TRECHO SELECIONADO:
((

O então presidente da República não conseguiu cumprir sua promessa de não vacilar na execução de todas as leis e de todos os decretos. No dia seguinte, ocorreria o golpe (para alguns historiadores, civil-militar) que culminaria no regime militar brasileiro, prevalecente até 1985.
Leia Também
A troca de ministros ocorrida, em sua magnitude e extensão, de maneira súbita ontem encontrou na imprensa e até mesmo em experientes analistas de mercado paralelos com aquele março de 1964. Seja pela proximidade no calendário ou pelo nível de surpresa e agitação, que trouxe variadas especulações, incluindo o risco de ruptura institucional. Ricardo Kotscho, colunista do UOL, por exemplo, escreveu que a falta de apoio das Forças Armadas na sua tentativa de decretar Estado de Sítio foi a principal razão para Bolsonaro demitir sumariamente o ministro da Defesa, Fernando Azevedo e Silva.

))

O QUE SE PEDE:
[a] Traduza para o inglês esta frase do trecho: "O então presidente da República não conseguiu cumprir sua promessa de não vacilar na execução de todas as leis e de todos os decretos."
[b] Segundo o trecho, até que ano prevaleceu o regime militar brasileiro?
[c] Cite do trecho, sem alterações, a parte começando por "Leia Também" e seguindo até "Azevedo e Silva.".
Os dados são um material à parte, sem ligação com o trecho.

DADOS FORNECIDOS:
((

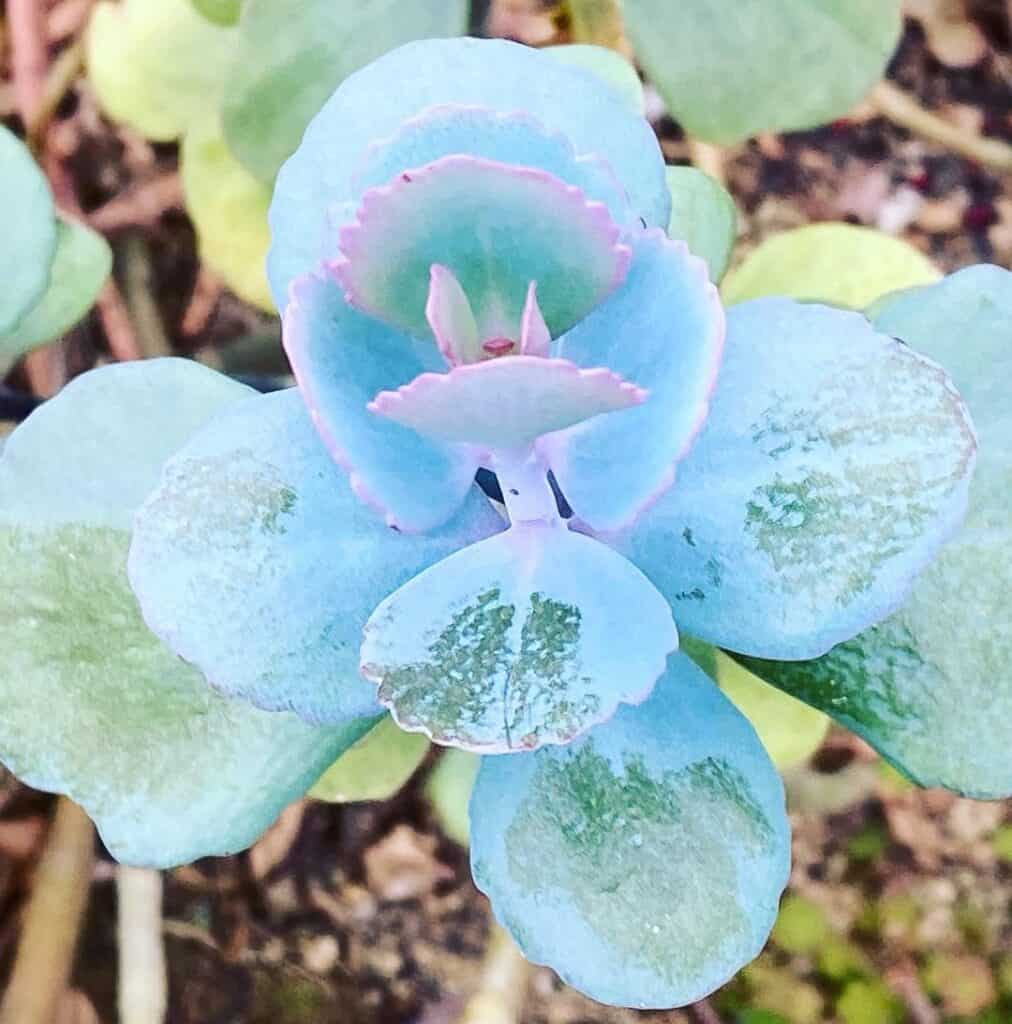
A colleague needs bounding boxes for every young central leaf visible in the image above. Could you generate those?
[369,355,646,447]
[362,523,678,754]
[333,155,629,339]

))

LISTA DE SOLUÇÕES:
[a] The then president of the Republic failed to keep his promise not to waver in enforcing all laws and all decrees.

[b] Até 1985.

[c]
Leia Também
A troca de ministros ocorrida, em sua magnitude e extensão, de maneira súbita ontem encontrou na imprensa e até mesmo em experientes analistas de mercado paralelos com aquele março de 1964. Seja pela proximidade no calendário ou pelo nível de surpresa e agitação, que trouxe variadas especulações, incluindo o risco de ruptura institucional. Ricardo Kotscho, colunista do UOL, por exemplo, escreveu que a falta de apoio das Forças Armadas na sua tentativa de decretar Estado de Sítio foi a principal razão para Bolsonaro demitir sumariamente o ministro da Defesa, Fernando Azevedo e Silva.